THE EXERCISE
Lay out the records below as a numbered list, beginning with their first line and continuing through the line with "[72,212,225,329]". Include both of those lines and leave out any blank lines.
>> start
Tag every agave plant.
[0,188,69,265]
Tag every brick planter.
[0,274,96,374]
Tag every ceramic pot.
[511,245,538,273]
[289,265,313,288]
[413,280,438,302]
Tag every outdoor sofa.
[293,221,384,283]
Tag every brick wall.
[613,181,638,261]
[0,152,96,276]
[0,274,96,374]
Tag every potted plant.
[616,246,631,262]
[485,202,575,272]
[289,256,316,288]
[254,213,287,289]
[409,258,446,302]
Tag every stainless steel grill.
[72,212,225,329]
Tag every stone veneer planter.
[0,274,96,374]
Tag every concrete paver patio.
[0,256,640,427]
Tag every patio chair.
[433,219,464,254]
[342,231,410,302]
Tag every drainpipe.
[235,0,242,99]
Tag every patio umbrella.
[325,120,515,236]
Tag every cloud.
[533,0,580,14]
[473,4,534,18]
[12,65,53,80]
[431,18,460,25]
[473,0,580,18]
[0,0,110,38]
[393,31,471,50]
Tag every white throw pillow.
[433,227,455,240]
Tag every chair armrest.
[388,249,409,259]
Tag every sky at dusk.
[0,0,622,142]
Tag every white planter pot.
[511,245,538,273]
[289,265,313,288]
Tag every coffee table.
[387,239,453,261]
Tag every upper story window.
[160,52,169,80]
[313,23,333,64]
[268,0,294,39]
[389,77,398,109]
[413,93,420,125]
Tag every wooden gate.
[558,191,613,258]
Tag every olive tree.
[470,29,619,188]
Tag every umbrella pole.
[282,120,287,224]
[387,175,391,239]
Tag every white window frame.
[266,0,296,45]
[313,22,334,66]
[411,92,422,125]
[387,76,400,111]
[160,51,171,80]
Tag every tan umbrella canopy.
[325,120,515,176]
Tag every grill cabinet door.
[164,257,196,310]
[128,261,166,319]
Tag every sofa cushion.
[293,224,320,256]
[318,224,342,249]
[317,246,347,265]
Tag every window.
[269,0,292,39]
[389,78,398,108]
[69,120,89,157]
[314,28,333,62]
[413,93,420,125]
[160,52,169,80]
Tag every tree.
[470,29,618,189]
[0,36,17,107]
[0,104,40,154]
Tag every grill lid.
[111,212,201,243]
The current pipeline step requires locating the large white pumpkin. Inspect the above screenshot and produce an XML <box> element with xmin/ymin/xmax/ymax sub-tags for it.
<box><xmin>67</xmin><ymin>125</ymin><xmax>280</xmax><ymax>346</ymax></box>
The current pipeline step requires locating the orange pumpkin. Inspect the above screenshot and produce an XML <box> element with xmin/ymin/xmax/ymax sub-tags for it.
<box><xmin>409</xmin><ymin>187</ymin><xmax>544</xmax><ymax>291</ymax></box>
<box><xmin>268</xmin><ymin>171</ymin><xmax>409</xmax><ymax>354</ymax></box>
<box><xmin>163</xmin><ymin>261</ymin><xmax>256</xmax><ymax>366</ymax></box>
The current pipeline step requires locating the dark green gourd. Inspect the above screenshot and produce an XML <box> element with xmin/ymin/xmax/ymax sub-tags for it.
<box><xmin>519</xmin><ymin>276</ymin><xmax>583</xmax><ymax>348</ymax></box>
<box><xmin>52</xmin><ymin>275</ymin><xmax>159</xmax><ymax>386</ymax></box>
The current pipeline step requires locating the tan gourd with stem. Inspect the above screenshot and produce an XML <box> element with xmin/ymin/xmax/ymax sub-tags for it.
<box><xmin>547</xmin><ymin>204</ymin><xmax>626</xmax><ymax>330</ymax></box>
>> end
ANSWER TO THIS TASK
1. Tag every agave plant.
2. [0,188,69,265]
3. Tag every brick planter.
4. [0,274,96,374]
5. Tag every ceramic pot.
6. [511,245,538,273]
7. [289,265,313,288]
8. [413,280,438,302]
9. Tag every outdoor sofa.
10. [293,221,384,283]
11. Tag every brick wall.
12. [613,181,638,261]
13. [0,152,96,276]
14. [0,274,96,374]
15. Tag every potted plant.
16. [616,246,631,262]
17. [485,202,575,272]
18. [289,256,316,288]
19. [254,213,287,289]
20. [409,258,446,302]
21. Tag every stainless steel grill.
22. [72,212,225,329]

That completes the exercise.